• **GIVEN INSTRUCTION**:
Can you repeat the lines of the data below word for word, starting at the line that contains "man's hand, one" and ending at the line that contains "[[10, 200]]", with both of those lines included and nothing else?

[Point annotation data]

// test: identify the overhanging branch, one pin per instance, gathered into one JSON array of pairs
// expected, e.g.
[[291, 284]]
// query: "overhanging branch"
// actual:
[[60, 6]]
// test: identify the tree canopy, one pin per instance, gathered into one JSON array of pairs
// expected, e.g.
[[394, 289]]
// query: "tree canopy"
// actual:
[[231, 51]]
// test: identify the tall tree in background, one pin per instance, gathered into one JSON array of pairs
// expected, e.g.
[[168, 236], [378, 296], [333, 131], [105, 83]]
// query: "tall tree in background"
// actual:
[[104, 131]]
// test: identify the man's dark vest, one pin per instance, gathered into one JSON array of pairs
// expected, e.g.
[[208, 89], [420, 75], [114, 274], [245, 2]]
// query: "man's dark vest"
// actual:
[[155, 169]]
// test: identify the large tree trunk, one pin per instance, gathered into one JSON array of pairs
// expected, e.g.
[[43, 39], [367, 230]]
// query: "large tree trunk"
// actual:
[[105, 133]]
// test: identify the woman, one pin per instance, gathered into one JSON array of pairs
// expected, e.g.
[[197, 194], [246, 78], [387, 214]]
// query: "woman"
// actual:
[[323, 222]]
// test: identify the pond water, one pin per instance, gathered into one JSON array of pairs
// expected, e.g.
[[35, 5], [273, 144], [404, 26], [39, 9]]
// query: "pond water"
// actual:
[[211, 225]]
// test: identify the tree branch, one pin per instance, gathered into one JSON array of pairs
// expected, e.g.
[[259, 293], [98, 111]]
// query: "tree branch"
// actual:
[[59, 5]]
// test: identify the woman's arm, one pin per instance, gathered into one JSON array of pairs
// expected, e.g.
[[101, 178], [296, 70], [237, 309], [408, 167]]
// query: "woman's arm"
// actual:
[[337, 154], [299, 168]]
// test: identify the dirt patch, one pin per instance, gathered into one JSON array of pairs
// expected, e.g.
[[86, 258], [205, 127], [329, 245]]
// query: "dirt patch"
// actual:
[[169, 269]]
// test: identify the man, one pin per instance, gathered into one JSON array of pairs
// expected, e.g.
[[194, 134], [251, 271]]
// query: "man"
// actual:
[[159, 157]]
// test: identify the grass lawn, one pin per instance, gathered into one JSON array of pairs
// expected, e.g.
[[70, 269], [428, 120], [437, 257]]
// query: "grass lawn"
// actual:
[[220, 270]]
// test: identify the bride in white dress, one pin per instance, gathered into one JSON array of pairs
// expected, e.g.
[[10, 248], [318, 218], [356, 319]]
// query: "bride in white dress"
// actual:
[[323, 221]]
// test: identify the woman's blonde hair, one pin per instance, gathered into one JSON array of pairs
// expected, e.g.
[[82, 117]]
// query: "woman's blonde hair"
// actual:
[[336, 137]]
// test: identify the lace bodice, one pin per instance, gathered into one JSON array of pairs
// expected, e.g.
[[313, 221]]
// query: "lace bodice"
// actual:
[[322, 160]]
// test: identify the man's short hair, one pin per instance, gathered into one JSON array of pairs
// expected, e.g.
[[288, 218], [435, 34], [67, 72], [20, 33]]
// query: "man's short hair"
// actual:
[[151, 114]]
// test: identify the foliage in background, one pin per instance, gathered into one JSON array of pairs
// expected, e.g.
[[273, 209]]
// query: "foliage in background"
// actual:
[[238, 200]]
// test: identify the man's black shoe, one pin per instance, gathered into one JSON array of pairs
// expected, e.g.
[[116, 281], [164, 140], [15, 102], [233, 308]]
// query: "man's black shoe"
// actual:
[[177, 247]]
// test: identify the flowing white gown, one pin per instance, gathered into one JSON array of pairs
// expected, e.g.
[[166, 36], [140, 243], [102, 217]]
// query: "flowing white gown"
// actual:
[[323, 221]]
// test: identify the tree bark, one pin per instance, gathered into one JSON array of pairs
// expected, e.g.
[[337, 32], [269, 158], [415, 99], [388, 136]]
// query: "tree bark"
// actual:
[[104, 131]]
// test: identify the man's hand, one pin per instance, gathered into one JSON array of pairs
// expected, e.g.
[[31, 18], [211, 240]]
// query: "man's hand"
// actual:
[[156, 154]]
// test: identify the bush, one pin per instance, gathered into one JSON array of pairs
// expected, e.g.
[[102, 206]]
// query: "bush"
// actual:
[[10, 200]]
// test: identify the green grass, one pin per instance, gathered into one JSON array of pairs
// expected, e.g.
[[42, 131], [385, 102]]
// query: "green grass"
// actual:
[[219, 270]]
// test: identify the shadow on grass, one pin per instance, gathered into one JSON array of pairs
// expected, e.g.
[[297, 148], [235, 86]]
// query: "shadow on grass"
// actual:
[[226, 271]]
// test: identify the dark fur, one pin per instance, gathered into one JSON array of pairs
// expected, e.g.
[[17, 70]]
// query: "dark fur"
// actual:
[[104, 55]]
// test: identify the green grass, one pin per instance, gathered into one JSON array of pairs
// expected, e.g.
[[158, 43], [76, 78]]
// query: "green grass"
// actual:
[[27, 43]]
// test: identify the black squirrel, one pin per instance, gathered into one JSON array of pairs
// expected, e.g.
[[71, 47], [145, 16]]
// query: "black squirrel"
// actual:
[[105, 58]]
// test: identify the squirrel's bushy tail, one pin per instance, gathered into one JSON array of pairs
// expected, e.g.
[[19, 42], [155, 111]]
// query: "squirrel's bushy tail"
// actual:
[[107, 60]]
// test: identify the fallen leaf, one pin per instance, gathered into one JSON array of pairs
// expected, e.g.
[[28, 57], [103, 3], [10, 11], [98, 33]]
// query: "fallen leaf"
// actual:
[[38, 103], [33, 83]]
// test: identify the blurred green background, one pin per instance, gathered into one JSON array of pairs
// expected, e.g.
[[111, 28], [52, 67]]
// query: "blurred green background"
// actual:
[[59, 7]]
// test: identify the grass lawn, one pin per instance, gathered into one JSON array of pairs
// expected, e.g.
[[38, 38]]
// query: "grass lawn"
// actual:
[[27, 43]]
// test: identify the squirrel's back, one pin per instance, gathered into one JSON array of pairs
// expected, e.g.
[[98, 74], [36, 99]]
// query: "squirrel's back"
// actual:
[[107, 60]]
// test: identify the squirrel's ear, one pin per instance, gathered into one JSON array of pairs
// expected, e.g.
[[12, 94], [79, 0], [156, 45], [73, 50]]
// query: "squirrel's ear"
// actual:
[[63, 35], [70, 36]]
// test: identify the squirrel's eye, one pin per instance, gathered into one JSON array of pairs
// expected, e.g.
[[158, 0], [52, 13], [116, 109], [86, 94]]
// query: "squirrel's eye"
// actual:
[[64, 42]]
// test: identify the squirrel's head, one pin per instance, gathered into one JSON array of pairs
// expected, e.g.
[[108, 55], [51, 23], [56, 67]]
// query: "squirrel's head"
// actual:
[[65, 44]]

...

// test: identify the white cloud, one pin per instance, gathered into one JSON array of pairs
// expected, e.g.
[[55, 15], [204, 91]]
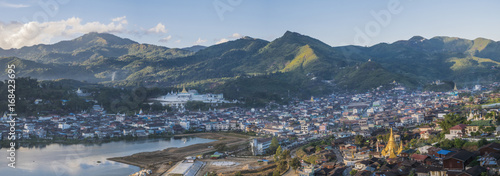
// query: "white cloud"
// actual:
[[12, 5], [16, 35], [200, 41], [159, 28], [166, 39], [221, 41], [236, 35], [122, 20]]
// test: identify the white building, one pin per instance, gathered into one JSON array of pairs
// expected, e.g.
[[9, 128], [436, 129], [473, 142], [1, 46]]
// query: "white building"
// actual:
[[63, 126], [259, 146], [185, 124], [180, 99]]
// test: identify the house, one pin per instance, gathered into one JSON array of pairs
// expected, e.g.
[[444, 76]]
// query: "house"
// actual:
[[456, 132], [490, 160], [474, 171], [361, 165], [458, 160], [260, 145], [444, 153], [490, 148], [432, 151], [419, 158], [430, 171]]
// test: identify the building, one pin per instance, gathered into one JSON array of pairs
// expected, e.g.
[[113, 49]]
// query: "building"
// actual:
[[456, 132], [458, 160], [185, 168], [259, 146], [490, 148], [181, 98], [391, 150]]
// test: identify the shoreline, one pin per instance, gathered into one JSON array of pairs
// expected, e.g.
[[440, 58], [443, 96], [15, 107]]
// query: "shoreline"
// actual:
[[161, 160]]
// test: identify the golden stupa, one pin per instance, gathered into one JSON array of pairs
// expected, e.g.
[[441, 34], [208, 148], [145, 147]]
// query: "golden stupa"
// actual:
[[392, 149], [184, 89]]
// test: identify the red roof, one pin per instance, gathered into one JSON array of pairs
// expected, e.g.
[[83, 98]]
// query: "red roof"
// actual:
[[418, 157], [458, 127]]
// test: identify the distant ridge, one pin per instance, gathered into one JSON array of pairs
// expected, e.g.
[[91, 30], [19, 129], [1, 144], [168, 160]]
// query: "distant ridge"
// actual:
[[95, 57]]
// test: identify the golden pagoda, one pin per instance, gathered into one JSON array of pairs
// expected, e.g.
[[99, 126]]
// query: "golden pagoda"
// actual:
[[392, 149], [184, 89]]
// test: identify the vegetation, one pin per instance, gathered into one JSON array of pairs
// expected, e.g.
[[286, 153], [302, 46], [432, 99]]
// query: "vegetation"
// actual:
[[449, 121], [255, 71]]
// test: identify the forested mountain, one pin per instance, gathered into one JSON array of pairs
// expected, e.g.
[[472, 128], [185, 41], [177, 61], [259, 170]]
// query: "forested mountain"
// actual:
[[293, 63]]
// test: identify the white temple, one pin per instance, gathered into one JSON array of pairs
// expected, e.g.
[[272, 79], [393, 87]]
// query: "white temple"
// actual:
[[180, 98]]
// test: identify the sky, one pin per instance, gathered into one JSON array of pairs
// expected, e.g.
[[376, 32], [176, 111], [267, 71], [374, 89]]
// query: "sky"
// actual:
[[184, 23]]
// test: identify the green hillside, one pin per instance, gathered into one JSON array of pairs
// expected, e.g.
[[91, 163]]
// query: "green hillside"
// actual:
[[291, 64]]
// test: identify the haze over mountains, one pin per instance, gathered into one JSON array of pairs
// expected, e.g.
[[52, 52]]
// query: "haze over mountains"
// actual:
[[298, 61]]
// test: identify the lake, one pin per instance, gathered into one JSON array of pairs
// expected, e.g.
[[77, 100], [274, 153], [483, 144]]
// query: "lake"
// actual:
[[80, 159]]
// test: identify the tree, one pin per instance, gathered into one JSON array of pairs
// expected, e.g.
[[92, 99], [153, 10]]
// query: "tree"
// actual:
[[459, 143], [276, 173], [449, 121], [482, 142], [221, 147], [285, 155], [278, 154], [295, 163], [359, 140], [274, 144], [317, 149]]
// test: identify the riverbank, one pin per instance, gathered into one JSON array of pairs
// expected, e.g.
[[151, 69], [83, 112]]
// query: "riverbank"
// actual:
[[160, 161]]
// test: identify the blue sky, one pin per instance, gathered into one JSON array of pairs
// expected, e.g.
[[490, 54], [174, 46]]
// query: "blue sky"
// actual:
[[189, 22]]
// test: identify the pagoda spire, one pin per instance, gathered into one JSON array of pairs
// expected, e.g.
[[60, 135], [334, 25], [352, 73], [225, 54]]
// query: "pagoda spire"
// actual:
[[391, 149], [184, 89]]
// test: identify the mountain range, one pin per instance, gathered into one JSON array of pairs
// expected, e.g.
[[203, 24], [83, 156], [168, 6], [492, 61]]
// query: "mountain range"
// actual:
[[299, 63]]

• **FINAL ANSWER**:
// test: identify the man's hand, one pin per instance, gathered into one JSON array of pairs
// expected, e.g.
[[31, 18], [211, 240]]
// query: "man's hand"
// actual:
[[156, 154]]
// test: identify the bush, one pin per instance, gathered into one JSON array of pairs
// expected, e.g.
[[102, 206]]
// query: "bush"
// actual:
[[10, 200]]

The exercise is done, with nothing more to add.